(Object location annotation listing)
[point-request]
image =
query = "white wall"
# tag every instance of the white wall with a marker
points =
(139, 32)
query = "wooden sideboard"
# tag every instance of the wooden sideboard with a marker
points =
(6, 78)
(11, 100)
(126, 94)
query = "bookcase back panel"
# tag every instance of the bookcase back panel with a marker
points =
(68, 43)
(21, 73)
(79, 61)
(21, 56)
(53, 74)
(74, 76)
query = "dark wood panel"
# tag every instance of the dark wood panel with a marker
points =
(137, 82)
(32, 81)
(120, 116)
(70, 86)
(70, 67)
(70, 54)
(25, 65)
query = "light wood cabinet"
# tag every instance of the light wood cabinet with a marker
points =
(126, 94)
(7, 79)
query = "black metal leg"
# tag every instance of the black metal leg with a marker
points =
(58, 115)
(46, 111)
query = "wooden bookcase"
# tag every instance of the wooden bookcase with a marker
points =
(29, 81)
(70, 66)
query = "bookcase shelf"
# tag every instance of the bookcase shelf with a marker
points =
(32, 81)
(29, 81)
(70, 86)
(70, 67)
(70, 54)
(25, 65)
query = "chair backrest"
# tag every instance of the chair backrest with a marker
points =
...
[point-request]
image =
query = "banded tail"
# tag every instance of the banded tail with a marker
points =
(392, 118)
==
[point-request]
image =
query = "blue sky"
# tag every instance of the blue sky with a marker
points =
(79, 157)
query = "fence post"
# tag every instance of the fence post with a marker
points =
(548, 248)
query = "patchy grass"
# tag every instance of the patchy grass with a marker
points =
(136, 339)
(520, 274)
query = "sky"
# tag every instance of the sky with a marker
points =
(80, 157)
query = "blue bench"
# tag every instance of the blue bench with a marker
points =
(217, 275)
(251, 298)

Problem to solve ▸
Please gather every line of the listing above that contains the string "banded" and copy each one out.

Exercise answer ▸
query = "banded tail"
# tag every instance of the banded tail with a marker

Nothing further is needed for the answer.